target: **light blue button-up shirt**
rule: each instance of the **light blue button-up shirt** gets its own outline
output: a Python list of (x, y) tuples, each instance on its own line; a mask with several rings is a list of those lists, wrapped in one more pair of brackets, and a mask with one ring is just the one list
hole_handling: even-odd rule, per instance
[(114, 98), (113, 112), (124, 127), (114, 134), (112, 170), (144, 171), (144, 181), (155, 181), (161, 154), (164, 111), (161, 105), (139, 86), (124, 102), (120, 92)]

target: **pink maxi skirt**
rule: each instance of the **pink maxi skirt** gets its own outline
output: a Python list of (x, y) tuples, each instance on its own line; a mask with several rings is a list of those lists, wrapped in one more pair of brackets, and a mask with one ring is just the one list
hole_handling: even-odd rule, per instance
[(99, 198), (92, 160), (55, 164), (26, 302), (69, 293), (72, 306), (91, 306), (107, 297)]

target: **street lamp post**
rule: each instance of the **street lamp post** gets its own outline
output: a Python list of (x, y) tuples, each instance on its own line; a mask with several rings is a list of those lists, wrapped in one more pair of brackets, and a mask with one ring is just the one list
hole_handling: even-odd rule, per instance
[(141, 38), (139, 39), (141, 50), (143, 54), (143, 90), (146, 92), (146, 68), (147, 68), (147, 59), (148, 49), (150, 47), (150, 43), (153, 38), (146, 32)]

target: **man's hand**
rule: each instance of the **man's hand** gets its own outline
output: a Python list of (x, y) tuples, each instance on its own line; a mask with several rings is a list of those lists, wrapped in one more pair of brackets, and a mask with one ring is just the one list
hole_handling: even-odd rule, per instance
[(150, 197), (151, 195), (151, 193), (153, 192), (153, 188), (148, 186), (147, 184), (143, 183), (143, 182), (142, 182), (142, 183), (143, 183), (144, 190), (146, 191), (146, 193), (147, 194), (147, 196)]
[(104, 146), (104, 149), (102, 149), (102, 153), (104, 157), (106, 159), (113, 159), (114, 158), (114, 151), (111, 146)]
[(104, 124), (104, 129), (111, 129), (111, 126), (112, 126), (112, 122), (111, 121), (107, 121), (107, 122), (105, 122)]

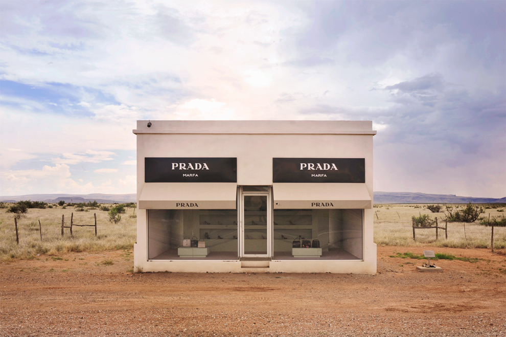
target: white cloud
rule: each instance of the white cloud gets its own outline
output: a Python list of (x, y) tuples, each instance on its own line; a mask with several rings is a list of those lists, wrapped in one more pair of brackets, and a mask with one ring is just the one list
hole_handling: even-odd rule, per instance
[(95, 151), (88, 150), (81, 153), (63, 153), (63, 158), (55, 158), (54, 163), (76, 164), (79, 163), (100, 163), (104, 161), (113, 160), (111, 155), (116, 154), (110, 151)]
[[(487, 185), (485, 170), (472, 168), (477, 162), (506, 165), (500, 2), (10, 3), (2, 8), (0, 78), (30, 88), (2, 95), (0, 165), (6, 169), (20, 162), (39, 167), (34, 160), (41, 157), (71, 166), (113, 159), (134, 165), (111, 153), (135, 150), (139, 119), (367, 119), (381, 131), (375, 151), (385, 143), (397, 151), (423, 125), (425, 136), (409, 153), (415, 159), (428, 143), (432, 153), (465, 147), (462, 139), (489, 144), (462, 164), (471, 168), (448, 168), (448, 174), (454, 170), (462, 181), (482, 176), (486, 185), (473, 194), (504, 190), (503, 169), (494, 185)], [(462, 15), (446, 14), (457, 10)], [(382, 89), (433, 73), (451, 83), (433, 97)], [(484, 103), (494, 102), (500, 104)], [(471, 127), (453, 128), (465, 131), (436, 131), (471, 116), (479, 118)], [(433, 155), (431, 162), (441, 167), (445, 160)], [(409, 176), (401, 185), (387, 175), (402, 165), (381, 165), (381, 181), (392, 187), (384, 189), (423, 180)]]
[(93, 172), (97, 173), (115, 173), (118, 172), (118, 169), (98, 169)]

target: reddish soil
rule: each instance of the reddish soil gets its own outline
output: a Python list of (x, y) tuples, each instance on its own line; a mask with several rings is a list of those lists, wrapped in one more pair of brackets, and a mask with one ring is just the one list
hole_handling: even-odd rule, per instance
[(125, 251), (6, 262), (0, 335), (506, 335), (504, 256), (424, 249), (479, 260), (420, 273), (390, 256), (422, 249), (378, 247), (376, 275), (132, 274)]

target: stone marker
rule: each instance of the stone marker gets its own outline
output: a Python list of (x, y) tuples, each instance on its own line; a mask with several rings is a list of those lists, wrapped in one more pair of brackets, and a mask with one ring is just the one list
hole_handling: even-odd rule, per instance
[(443, 273), (443, 268), (441, 268), (441, 267), (436, 267), (435, 264), (430, 264), (430, 258), (435, 257), (435, 254), (434, 254), (434, 251), (424, 251), (423, 255), (428, 260), (428, 263), (427, 264), (424, 264), (421, 267), (417, 266), (417, 271), (419, 272)]

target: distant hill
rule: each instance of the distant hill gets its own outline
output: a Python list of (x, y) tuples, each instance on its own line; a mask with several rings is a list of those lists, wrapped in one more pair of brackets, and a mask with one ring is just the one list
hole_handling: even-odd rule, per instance
[[(63, 200), (65, 203), (82, 203), (95, 200), (101, 204), (109, 203), (135, 203), (137, 195), (129, 194), (26, 194), (10, 196), (0, 196), (0, 201), (15, 203), (21, 200), (33, 201), (58, 203)], [(506, 204), (506, 197), (494, 198), (473, 198), (470, 196), (458, 196), (453, 194), (429, 194), (409, 192), (375, 192), (375, 204)]]
[(375, 204), (504, 204), (506, 197), (473, 198), (454, 194), (429, 194), (410, 192), (375, 192)]
[(44, 203), (58, 203), (63, 200), (65, 203), (83, 203), (97, 200), (100, 204), (114, 203), (135, 203), (137, 201), (137, 194), (102, 194), (92, 193), (91, 194), (25, 194), (0, 196), (0, 201), (16, 203), (21, 200), (30, 200), (32, 201), (44, 201)]

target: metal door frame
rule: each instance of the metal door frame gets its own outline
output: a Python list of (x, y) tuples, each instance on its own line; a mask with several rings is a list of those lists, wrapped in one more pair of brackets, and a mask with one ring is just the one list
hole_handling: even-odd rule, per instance
[[(268, 187), (268, 190), (267, 191), (248, 191), (243, 192), (242, 186), (239, 187), (239, 254), (240, 257), (272, 257), (273, 252), (272, 235), (273, 229), (272, 228), (272, 187)], [(267, 210), (265, 211), (267, 216), (267, 253), (265, 254), (244, 254), (244, 196), (250, 195), (264, 195), (267, 197)]]

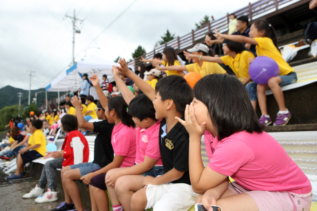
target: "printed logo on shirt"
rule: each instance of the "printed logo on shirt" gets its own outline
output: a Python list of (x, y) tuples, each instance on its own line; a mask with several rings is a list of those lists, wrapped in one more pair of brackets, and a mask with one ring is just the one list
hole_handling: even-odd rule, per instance
[(172, 144), (172, 141), (170, 141), (168, 139), (165, 139), (165, 146), (170, 150), (174, 149), (174, 145)]
[(145, 143), (147, 143), (148, 140), (147, 140), (147, 135), (145, 135), (142, 137), (142, 141)]

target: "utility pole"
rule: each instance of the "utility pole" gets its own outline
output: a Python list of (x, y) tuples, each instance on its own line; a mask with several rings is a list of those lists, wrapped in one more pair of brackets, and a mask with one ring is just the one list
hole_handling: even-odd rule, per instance
[(75, 33), (81, 33), (81, 31), (79, 28), (76, 26), (76, 23), (77, 22), (83, 22), (83, 20), (79, 19), (78, 18), (76, 18), (76, 11), (74, 10), (74, 17), (70, 17), (68, 15), (65, 15), (66, 17), (68, 17), (72, 19), (72, 28), (73, 28), (73, 41), (72, 41), (72, 65), (74, 65), (75, 64)]
[(23, 96), (23, 93), (19, 92), (17, 92), (17, 97), (19, 98), (19, 111), (20, 111), (20, 107), (21, 107), (21, 98)]
[(29, 101), (28, 104), (30, 106), (31, 104), (31, 81), (32, 81), (32, 73), (35, 73), (35, 71), (31, 70), (27, 70), (26, 71), (29, 71), (30, 74), (29, 74), (30, 76), (30, 88), (29, 89)]

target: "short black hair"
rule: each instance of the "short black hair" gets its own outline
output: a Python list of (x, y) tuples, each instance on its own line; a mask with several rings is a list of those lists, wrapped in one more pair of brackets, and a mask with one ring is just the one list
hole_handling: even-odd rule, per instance
[(78, 130), (77, 118), (70, 115), (65, 115), (60, 119), (65, 132), (70, 133), (72, 130)]
[(193, 93), (207, 107), (219, 140), (239, 131), (263, 131), (245, 88), (236, 77), (206, 76), (195, 85)]
[(114, 109), (117, 117), (120, 118), (124, 125), (128, 127), (136, 127), (136, 124), (132, 120), (132, 117), (127, 112), (128, 104), (124, 101), (122, 96), (111, 97), (108, 100), (108, 108), (109, 112)]
[(85, 104), (86, 99), (83, 96), (81, 96), (81, 103)]
[(34, 126), (36, 129), (40, 129), (43, 126), (43, 122), (40, 119), (33, 119), (31, 122), (33, 126)]
[(143, 121), (146, 118), (155, 119), (155, 109), (153, 102), (145, 94), (140, 94), (133, 98), (129, 105), (128, 113)]
[(95, 101), (95, 99), (94, 99), (94, 97), (92, 96), (88, 95), (88, 96), (86, 96), (86, 100), (87, 101), (90, 101), (91, 102), (93, 102)]
[(249, 26), (249, 18), (246, 15), (242, 15), (236, 19), (238, 21), (241, 21), (243, 23), (247, 23), (247, 26)]
[(154, 56), (153, 56), (153, 58), (158, 58), (162, 59), (162, 58), (163, 58), (162, 53), (156, 53), (154, 54)]
[(186, 80), (181, 76), (172, 75), (158, 81), (155, 86), (155, 92), (159, 92), (161, 100), (172, 99), (176, 110), (184, 114), (186, 105), (193, 101), (193, 90)]
[(234, 42), (230, 40), (223, 40), (223, 42), (227, 44), (228, 49), (231, 51), (236, 52), (236, 53), (241, 53), (243, 51), (245, 51), (245, 47), (244, 46), (243, 43)]
[(72, 104), (70, 101), (66, 101), (66, 103), (65, 103), (65, 106), (72, 106)]
[(98, 101), (96, 103), (97, 108), (102, 109), (102, 110), (104, 112), (104, 108), (102, 108), (101, 103), (100, 103), (100, 101)]

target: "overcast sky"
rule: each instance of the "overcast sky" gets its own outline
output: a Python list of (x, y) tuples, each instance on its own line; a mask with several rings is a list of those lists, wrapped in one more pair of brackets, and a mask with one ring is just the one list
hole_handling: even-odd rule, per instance
[[(134, 0), (1, 1), (0, 88), (7, 85), (29, 89), (27, 69), (35, 71), (31, 89), (46, 87), (72, 61), (72, 26), (65, 15), (76, 10), (83, 19), (81, 33), (75, 35), (75, 60), (83, 49)], [(204, 15), (215, 19), (247, 6), (250, 0), (149, 1), (138, 0), (88, 47), (92, 55), (113, 60), (121, 55), (136, 28), (124, 58), (138, 46), (152, 51), (169, 29), (182, 36), (195, 28)], [(82, 51), (81, 53), (80, 53)]]

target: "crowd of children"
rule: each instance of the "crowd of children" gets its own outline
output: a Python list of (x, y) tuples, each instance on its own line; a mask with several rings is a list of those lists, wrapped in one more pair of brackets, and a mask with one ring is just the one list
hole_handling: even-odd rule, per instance
[[(8, 132), (10, 142), (0, 148), (11, 146), (11, 155), (19, 153), (17, 171), (7, 178), (22, 177), (24, 164), (34, 159), (54, 158), (45, 163), (39, 184), (23, 197), (42, 196), (36, 203), (58, 200), (54, 169), (62, 169), (65, 201), (56, 211), (85, 210), (76, 180), (89, 185), (92, 211), (109, 210), (109, 201), (113, 211), (185, 211), (195, 203), (208, 210), (211, 205), (222, 210), (309, 210), (308, 178), (263, 130), (272, 123), (265, 91), (272, 90), (279, 107), (273, 125), (286, 124), (291, 115), (281, 86), (295, 83), (296, 74), (282, 58), (274, 28), (266, 21), (255, 21), (249, 29), (245, 17), (231, 14), (230, 18), (232, 35), (208, 33), (209, 46), (217, 46), (197, 44), (188, 49), (184, 55), (192, 61), (186, 65), (181, 65), (170, 47), (159, 59), (142, 58), (154, 68), (146, 71), (142, 64), (139, 74), (120, 60), (113, 69), (120, 96), (109, 97), (106, 75), (101, 85), (96, 74), (89, 78), (84, 75), (80, 97), (67, 101), (65, 111), (47, 112), (42, 121), (34, 118), (27, 129), (31, 134), (25, 137), (17, 128)], [(211, 37), (220, 41), (213, 42)], [(220, 44), (224, 55), (217, 49)], [(257, 84), (249, 75), (257, 56), (268, 56), (279, 65), (279, 75), (268, 84)], [(235, 76), (228, 75), (224, 65)], [(193, 89), (183, 78), (187, 72), (202, 77)], [(85, 92), (86, 83), (94, 86), (97, 104)], [(62, 150), (46, 153), (41, 129), (59, 127), (67, 133)], [(97, 134), (92, 162), (83, 135), (88, 130)], [(206, 167), (203, 135), (209, 160)]]

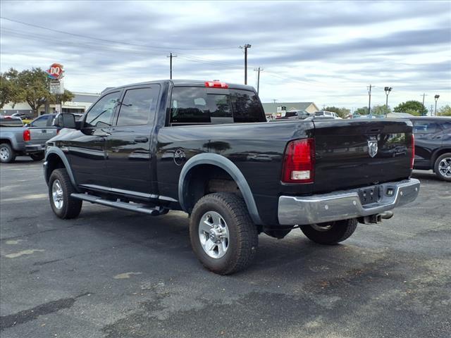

________

## WHAT YOU HAVE TO DO
Reproduce everything from the line containing "target: stone marker" down to the line containing "271), (419, 272)]", changing "stone marker" to "boundary stone" and leaving every other part unchanged.

## WRITTEN SOLUTION
target: boundary stone
rule: each instance of the boundary stone gets its own outline
output: a Python list of (x, y) tuples, each instance on its own line; a mask with several rings is a list of those lists, wrapped in one more pair of brackets, and a mask with one ring is just the one list
hole_handling: even-odd rule, per instance
[(443, 273), (443, 268), (441, 268), (441, 267), (436, 267), (435, 264), (430, 264), (430, 258), (435, 257), (435, 254), (434, 254), (434, 251), (424, 251), (423, 255), (428, 260), (428, 263), (427, 264), (424, 264), (421, 267), (417, 266), (417, 271), (419, 272)]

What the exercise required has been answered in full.